● **PROBLEM REQUIREMENTS**:
Below are entries. Pull out all lines containing "uniform".

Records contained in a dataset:
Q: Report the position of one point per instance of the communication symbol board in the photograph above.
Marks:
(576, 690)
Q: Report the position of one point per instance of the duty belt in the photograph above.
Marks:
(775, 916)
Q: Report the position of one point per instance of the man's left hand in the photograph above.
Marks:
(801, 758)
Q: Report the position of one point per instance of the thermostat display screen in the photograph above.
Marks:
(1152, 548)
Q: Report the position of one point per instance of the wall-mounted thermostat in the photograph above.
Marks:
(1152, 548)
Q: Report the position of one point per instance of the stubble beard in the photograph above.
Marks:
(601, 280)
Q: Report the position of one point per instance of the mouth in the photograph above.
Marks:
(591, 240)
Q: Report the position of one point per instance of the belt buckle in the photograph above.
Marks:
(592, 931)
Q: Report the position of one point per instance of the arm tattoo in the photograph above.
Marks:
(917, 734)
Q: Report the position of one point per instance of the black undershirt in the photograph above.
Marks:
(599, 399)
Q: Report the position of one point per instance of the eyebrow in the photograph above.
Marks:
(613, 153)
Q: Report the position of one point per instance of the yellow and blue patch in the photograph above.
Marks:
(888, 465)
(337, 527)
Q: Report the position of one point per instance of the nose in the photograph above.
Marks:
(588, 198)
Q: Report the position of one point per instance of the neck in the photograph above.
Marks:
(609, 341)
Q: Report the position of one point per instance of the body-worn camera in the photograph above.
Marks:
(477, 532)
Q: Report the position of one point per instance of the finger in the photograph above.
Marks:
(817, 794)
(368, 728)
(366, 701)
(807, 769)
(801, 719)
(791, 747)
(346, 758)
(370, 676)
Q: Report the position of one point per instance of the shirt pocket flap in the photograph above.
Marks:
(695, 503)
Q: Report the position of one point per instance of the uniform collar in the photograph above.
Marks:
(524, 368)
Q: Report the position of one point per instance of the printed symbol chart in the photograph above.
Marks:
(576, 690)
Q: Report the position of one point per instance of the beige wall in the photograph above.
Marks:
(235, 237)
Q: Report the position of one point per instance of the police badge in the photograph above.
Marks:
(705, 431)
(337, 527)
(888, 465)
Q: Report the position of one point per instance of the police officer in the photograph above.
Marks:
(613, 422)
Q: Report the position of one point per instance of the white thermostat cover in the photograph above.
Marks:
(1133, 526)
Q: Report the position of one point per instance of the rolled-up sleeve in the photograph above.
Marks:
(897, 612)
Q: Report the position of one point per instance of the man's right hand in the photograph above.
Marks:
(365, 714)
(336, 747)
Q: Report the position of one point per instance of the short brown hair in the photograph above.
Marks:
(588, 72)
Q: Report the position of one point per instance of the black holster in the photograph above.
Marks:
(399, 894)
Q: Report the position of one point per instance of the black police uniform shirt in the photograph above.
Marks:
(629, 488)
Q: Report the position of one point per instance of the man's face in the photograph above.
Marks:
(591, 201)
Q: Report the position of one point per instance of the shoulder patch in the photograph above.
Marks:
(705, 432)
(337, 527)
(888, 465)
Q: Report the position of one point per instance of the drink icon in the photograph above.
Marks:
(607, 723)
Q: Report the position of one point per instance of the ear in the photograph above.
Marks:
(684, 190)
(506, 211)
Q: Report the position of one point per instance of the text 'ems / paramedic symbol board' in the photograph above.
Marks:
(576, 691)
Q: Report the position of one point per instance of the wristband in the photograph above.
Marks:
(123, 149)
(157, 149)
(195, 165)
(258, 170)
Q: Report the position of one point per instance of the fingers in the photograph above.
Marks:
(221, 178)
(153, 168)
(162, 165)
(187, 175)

● **SOLUTION TO THIS EXERCISE**:
Q: Report the position of one point per instance of the uniform collar in the photograph above.
Q: Report the position of one point per instance of the black police uniform shirt in the photograph above.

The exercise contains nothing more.